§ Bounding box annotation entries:
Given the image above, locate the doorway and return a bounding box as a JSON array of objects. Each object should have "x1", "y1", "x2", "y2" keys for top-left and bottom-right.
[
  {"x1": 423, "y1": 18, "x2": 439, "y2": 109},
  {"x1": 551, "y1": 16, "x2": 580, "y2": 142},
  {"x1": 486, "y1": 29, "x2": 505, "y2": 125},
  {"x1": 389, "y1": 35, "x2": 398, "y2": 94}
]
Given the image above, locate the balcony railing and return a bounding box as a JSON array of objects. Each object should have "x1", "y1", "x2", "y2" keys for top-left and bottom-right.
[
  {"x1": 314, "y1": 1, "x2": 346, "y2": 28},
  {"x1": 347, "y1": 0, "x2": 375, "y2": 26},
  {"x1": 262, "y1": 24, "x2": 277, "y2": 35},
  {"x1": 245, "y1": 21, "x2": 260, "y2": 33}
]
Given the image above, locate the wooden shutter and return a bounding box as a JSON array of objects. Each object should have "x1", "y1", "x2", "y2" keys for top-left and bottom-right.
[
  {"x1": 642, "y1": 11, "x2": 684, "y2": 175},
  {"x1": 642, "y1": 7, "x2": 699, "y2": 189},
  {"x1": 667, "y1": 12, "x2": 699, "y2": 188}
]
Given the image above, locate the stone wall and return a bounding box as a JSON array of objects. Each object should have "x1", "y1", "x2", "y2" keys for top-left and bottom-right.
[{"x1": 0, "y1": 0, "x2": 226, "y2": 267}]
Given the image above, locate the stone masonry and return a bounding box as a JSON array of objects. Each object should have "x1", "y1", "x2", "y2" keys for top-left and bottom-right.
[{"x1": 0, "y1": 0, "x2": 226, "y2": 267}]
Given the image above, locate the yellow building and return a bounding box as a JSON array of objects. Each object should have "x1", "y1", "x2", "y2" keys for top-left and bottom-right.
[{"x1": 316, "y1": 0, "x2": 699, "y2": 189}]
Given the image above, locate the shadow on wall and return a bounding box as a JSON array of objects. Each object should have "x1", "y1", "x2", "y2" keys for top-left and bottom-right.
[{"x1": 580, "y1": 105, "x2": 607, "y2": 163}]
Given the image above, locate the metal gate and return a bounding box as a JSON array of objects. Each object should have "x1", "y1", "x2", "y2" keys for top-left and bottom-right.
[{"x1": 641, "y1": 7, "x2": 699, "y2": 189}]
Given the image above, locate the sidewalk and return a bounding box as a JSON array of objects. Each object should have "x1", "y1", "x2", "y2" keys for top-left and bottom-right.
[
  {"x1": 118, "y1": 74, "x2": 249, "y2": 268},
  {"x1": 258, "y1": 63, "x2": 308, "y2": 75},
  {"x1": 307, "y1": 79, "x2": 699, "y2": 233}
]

§ Given instruction:
Restate all of the entries above precisely.

§ Response for this exercise:
Given the image above, locate the doorway and return a bounding box as a JSON array of objects. Each object should have "x1", "y1", "x2", "y2" keys for top-left and bottom-right.
[
  {"x1": 423, "y1": 18, "x2": 439, "y2": 109},
  {"x1": 551, "y1": 16, "x2": 580, "y2": 142},
  {"x1": 486, "y1": 29, "x2": 505, "y2": 125},
  {"x1": 389, "y1": 35, "x2": 398, "y2": 94}
]
Given the image above, locate the balcony railing and return a bounding box as a JSON array of objects. Each object should have "x1", "y1", "x2", "y2" keys for top-left and bottom-right.
[
  {"x1": 314, "y1": 1, "x2": 346, "y2": 28},
  {"x1": 347, "y1": 0, "x2": 375, "y2": 26},
  {"x1": 262, "y1": 24, "x2": 277, "y2": 35},
  {"x1": 245, "y1": 21, "x2": 260, "y2": 33}
]
Given the image above, locate the wooden shutter and return a bounding box as a JSON array of objects. Each object should have "x1", "y1", "x2", "y2" keys for top-left and bottom-right.
[
  {"x1": 642, "y1": 11, "x2": 684, "y2": 175},
  {"x1": 642, "y1": 7, "x2": 699, "y2": 189},
  {"x1": 667, "y1": 12, "x2": 699, "y2": 188}
]
Given the image above, locate the stone wall and return a bounding box as a JSON array of objects. Each object should have "x1", "y1", "x2", "y2" keys for top-left and bottom-right.
[{"x1": 0, "y1": 0, "x2": 226, "y2": 267}]
Given the image above, locate the stone masonry and return a bounding box as a JSON array of objects. Each object should have "x1", "y1", "x2", "y2" keys for top-left and bottom-right.
[{"x1": 0, "y1": 0, "x2": 226, "y2": 267}]
Given the image above, locate the yellow building and return a bounding box as a JSON array of objects. Each object should have "x1", "y1", "x2", "y2" keys for top-left and bottom-right.
[{"x1": 316, "y1": 0, "x2": 699, "y2": 189}]
Given the image above, locate the shadow on wall and return a bounding box as a JSON array of objects. Each object should have "x1", "y1", "x2", "y2" keys for top-left and bottom-right.
[{"x1": 580, "y1": 105, "x2": 607, "y2": 163}]
Given the image above, locate the metal gate and return a bounding box as a JSON array of objects. Each object should have "x1", "y1", "x2", "y2" keys for top-left and bottom-right.
[{"x1": 641, "y1": 7, "x2": 699, "y2": 189}]
Given the image above, locate the sidewalk and return a bounding box as a JSON array of objects. Each object should have "x1", "y1", "x2", "y2" keys for top-left and bottom-right.
[
  {"x1": 118, "y1": 74, "x2": 249, "y2": 268},
  {"x1": 258, "y1": 63, "x2": 308, "y2": 75},
  {"x1": 307, "y1": 79, "x2": 699, "y2": 233}
]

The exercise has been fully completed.